BEGIN Record extracts

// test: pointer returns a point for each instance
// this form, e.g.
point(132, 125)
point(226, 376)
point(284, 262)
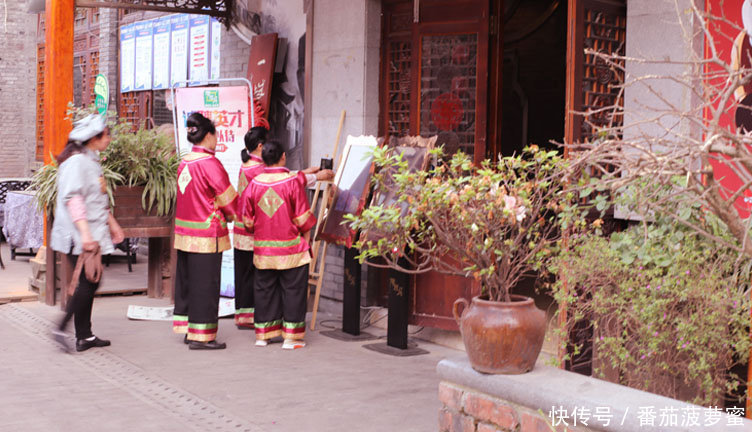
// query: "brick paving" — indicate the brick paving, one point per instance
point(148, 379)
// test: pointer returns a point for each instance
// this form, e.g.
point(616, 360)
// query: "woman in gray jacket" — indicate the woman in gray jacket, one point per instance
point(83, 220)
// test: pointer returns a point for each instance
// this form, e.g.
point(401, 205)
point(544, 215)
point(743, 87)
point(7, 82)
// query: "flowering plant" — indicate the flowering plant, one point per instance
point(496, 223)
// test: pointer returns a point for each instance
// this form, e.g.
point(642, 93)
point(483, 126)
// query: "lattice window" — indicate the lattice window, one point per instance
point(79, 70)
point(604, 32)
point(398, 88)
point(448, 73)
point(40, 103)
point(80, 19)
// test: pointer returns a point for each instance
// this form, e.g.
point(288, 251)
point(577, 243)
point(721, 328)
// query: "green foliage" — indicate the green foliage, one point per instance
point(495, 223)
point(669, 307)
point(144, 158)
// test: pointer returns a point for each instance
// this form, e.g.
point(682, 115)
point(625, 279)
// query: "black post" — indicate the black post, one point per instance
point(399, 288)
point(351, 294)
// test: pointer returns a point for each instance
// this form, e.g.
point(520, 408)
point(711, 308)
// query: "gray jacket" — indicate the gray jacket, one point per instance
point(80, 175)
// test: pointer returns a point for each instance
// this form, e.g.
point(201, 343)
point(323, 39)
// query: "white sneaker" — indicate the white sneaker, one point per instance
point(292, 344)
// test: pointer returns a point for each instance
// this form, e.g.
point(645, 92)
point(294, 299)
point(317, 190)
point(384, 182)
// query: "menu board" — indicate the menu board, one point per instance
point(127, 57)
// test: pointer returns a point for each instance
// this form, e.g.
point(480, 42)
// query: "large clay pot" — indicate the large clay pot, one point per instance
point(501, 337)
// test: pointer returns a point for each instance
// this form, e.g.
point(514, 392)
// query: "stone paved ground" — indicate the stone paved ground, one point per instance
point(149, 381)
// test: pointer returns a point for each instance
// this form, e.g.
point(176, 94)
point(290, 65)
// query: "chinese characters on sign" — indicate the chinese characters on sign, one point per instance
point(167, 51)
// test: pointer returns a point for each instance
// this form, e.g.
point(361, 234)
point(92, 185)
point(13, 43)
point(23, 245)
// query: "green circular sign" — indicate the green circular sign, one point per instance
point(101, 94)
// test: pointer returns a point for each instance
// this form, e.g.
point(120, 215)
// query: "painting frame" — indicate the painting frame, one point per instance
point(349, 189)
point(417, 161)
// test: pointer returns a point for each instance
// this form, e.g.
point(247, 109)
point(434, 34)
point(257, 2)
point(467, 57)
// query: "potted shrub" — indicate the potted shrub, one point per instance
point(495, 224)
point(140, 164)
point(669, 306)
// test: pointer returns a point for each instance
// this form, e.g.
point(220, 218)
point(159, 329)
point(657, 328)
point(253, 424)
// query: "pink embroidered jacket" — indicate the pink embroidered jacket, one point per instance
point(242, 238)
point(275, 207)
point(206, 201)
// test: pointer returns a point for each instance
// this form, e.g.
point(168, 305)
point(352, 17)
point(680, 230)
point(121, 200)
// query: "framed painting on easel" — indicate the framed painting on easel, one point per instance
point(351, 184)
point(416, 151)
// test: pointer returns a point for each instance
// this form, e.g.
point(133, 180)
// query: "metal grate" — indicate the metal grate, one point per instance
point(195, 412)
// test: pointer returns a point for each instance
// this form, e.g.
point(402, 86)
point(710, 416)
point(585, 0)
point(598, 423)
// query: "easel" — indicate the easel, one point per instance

END Record extracts

### [Work item]
When pictures appear among the entries, skip them and copy all remaining text precisely.

### [Your solution]
// test: pointer returns a point for each instance
// this form, e.g.
point(132, 125)
point(226, 376)
point(284, 262)
// query: "brick paving" — indicate the brick paving, one point per instance
point(148, 379)
// test: pointer returns a point for each instance
// this form, e.g.
point(616, 360)
// query: "woman in gray jacket" — indicate the woman in gray jacket, one point per instance
point(83, 220)
// test: pointer returns a point for each instance
// this form, e.g.
point(401, 205)
point(544, 215)
point(743, 87)
point(7, 82)
// query: "flowering plant" — indicate the flowering plant, one point per instance
point(496, 223)
// test: pointer returns a point for each instance
// this form, e.g.
point(642, 93)
point(483, 126)
// query: "lattice window" — indicate the lattice window, one point per instance
point(79, 70)
point(604, 32)
point(398, 88)
point(448, 73)
point(40, 103)
point(80, 19)
// test: pointer returns a point for each instance
// this form, e.g.
point(288, 251)
point(577, 243)
point(721, 328)
// query: "green foliage" — indicate the green foliage, one point per instance
point(495, 223)
point(669, 307)
point(144, 158)
// test: pointer returns a point for each instance
// this form, e.g.
point(682, 115)
point(625, 279)
// query: "black post" — indicate the black post, one point per instance
point(399, 288)
point(351, 294)
// test: pointer returns a point for each instance
// this form, e.g.
point(520, 408)
point(711, 308)
// query: "gray jacket" — indicate the gray jacket, one point per instance
point(80, 175)
// test: pointer returns a point for each instance
// this form, e.g.
point(201, 343)
point(323, 39)
// query: "white sneaker" — indicate the white sneaker, one point per instance
point(292, 344)
// test: pointer returns a point for each instance
// this form, e.g.
point(645, 92)
point(294, 299)
point(317, 190)
point(384, 182)
// query: "menu board" — indicate the menu board, one point per instance
point(127, 57)
// test: pointer returns a point for each instance
// this form, e.g.
point(480, 42)
// query: "large clay pot" — indicate the large clay pot, one point per instance
point(501, 337)
// test: pointer returns a point for each instance
// this form, e.g.
point(514, 392)
// query: "stone paved ground" — indicate the stone paved ground, one point per instance
point(149, 381)
// test: pointer returns a point for each instance
// this form, e.g.
point(176, 94)
point(290, 65)
// query: "chinese characters on sign" — indicate the chinese characters on sign, one point per instance
point(167, 51)
// test: pointer returns a point for each instance
// this form, e.g.
point(361, 234)
point(92, 185)
point(13, 43)
point(23, 245)
// query: "green circular sign" — indicate the green circular sign, one point per instance
point(101, 94)
// test: pointer returns a point for each instance
// this form, e.g.
point(120, 215)
// query: "painting frame" — indicate the painting frame, one point per instance
point(349, 189)
point(417, 161)
// test: pointer returns a point for each instance
// this form, e.g.
point(247, 109)
point(434, 34)
point(257, 2)
point(467, 57)
// query: "potted shrub" — indicate the potted shrub, one point per instance
point(495, 224)
point(140, 164)
point(669, 306)
// test: pointer returns a point for each instance
// this form, e.g.
point(220, 218)
point(159, 329)
point(657, 328)
point(253, 424)
// query: "pink embroidered jacket" — indicate the pink embroidered jacket, one point per instance
point(242, 238)
point(275, 207)
point(206, 201)
// test: pointer returns a point for each instance
// this form, e.g.
point(168, 305)
point(352, 17)
point(680, 230)
point(121, 200)
// query: "framed painting on easel" — indicate the framed painting on easel, one point per instance
point(351, 184)
point(416, 151)
// test: pointer returns a point for each instance
// this form, e.g.
point(133, 180)
// query: "metal grate" — indicate the metal grate, one point per instance
point(195, 412)
// test: pointer returns a point for each instance
// this form, e.g.
point(402, 86)
point(710, 416)
point(585, 0)
point(598, 423)
// query: "easel" — indicate the easel, one point per instance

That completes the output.